_PROBLEM STATEMENT_:
Answer these from the article below on protecting pets from mosquito-borne illnesses:
1. Why is there no approved treatment for cats with heartworm disease?
2. At what times of day are most species of mosquito most active?
3. Which topical mosquito repellent for cats does the article name?

(DOCUMENT EXCERPT Opens)

How to Protect Your Pet From Mosquito-Borne Illnesses
When it comes to our pets, mosquitoes are more than a nuisance—they can be deadly. In fact, the only way your dog or cat can get heartworms is from the bite of an infected mosquito. If your dog develops heartworm disease, treatment is a lengthy process that can be risky for your pet and costly to you. Even though cats are not the natural host for heartworms, they can and do become infected. And because the medication that kills heartworms in dogs is toxic to cats, there is currently no approved treatment available for cats with heartworm disease.
The first step in preventing mosquito-transmitted illnesses such as heartworm disease is to protect mosquito bites from occurring. Even for pets who stay indoors most of the time, it only takes one mosquito infected with heartworms to transmit the disease to your dog or cat. It's for this reason you must make sure your pet is on a heartworm preventative medication year-round.
You can take some simple steps to control the mosquito population in your own yard. Mosquitoes breed in stagnant water, so remove any sources of standing water. Treat your yard with a spray that kills mosquitoes, such as Sentry Yard and Premise Spray Concentrate. While not as effective, some people prefer natural mosquito repellents such as oil of lemon eucalyptus or the more well-known citronella which can be found in outdoor torches and candles, as well as lotions and sprays you apply to exposed skin.
If you use a topical flea and tick product on your dog, consider a product such as K9 Advantix II that works to repel mosquitoes before they bite, in addition to protecting your dog from fleas and ticks. Natural products such as Be Flea Free Spray and Be Flea Free Shampoo contain natural oils which help to repel mosquitoes as well as fleas.
Most species of mosquito are most active between dusk and dawn. Try to avoid letting your dog outside during times of peak mosquito activity, and keep your cat inside at all times if possible. Make sure your doors and windows have well-fitting screens to keep mosquitoes out of your home.
Mosquitoes are also the vector for the Zika virus. With the recent alarming news stories about Zika, many people are wondering if this is something they should be concerned about for their pets. We discussed this with holistic veterinarian Dr. Dym and our Pharmacy Director, Eddie Khoriaty.
At this time there is no evidence that dogs or cats can transmit or contract Zika virus, or show any symptoms of illness; however, the studies have really not been done, so the answer has to remain that we don't know with the current knowledge about the virus. In addition to paying close attention to recent research on this potentially emerging disease in humans in the United States, we can play an active role in controlling mosquitoes and reducing chances of people and pets being bitten by Aedes mosquitoes through eliminating breeding sites, using repellents, and reducing exposure. Mosquito control is the best defense, as well as realizing that these species of mosquitoes are aggressive daytime feeders. It is important to remove any standing water from flower pots, buckets or bowls to help eliminate mosquito nesting areas.
Fortunately there are effective topical veterinary mosquito repellents, such as K9 Advantix II and Bio Spot for Cats. Many of these products such as Revolution are also effective against the mosquito transmitted disease of heartworms, which is much more of a risk to dogs than Zika virus is at this time.

(DOCUMENT EXCERPT Closes)
(RECORDED DATA Opens)

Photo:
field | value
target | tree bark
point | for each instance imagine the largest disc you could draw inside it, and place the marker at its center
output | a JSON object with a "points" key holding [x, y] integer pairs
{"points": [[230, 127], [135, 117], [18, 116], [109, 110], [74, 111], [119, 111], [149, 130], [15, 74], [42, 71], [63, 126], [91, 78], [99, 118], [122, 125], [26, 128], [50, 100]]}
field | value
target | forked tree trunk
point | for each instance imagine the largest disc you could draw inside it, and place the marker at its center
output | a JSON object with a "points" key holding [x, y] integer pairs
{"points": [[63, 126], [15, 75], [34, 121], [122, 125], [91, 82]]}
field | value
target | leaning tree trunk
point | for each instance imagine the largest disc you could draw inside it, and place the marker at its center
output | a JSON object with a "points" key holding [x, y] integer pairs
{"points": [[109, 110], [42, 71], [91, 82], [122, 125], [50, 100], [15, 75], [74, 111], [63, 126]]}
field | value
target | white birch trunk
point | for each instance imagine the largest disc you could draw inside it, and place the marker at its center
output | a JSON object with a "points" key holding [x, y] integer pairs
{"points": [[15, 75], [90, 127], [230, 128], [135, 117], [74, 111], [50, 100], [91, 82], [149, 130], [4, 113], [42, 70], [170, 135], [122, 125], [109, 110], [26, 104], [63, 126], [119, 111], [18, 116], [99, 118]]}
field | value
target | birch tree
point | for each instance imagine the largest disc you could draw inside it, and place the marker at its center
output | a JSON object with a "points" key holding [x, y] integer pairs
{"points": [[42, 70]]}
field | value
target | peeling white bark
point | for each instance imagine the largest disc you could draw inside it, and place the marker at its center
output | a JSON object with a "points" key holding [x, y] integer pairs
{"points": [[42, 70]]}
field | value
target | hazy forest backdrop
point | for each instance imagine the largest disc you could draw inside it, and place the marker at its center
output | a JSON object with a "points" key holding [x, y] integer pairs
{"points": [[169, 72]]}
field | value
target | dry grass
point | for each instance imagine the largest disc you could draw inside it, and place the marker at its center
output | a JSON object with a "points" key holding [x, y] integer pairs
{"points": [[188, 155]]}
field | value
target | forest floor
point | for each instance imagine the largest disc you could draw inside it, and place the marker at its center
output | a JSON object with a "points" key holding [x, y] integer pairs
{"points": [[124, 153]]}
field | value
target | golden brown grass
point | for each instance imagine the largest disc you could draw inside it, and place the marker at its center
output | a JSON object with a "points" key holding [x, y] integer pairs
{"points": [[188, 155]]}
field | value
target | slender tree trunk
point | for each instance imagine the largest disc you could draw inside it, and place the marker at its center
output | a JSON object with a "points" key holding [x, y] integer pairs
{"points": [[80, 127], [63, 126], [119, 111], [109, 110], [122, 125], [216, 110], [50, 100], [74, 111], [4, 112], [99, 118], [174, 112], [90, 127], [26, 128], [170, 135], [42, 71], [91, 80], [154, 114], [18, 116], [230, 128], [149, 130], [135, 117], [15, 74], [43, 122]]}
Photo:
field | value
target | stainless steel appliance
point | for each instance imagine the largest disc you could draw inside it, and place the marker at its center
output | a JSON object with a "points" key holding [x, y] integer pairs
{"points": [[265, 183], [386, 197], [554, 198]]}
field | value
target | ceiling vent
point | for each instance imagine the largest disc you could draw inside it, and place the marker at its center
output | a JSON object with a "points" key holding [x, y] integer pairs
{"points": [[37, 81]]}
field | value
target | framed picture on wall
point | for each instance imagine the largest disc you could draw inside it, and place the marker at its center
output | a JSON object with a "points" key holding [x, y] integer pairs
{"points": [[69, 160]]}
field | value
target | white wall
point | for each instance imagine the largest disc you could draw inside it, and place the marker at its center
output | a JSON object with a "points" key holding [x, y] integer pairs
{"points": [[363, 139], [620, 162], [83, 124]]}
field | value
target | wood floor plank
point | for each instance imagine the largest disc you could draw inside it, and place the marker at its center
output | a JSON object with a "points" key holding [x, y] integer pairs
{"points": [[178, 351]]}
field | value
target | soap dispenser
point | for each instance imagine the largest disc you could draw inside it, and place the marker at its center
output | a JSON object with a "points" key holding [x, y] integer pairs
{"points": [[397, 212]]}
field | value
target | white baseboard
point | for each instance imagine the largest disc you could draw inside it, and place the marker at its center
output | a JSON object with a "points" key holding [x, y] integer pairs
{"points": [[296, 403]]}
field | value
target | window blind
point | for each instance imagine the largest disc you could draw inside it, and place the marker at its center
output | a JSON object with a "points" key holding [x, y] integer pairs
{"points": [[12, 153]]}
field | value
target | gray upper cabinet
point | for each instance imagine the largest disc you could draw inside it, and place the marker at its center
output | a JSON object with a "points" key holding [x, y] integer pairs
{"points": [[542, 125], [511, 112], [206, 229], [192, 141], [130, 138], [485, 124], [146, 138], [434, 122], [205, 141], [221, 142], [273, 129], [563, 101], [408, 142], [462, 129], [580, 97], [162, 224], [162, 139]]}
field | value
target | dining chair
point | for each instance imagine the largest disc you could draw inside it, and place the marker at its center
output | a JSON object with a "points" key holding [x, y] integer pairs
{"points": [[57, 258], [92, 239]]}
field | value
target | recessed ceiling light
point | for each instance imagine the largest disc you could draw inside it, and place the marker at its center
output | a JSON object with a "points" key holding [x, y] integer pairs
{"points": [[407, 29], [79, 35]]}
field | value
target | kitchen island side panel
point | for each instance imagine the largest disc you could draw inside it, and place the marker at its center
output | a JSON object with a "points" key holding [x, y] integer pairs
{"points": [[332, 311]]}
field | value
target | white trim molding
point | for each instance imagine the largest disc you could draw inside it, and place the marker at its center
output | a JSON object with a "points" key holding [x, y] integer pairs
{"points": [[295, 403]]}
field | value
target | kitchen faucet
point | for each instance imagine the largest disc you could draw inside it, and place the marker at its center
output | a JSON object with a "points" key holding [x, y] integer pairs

(RECORDED DATA Closes)

_YOUR SOLUTION_:
1. The medication that kills heartworms in dogs is toxic to cats.
2. Between dusk and dawn.
3. Bio Spot for Cats.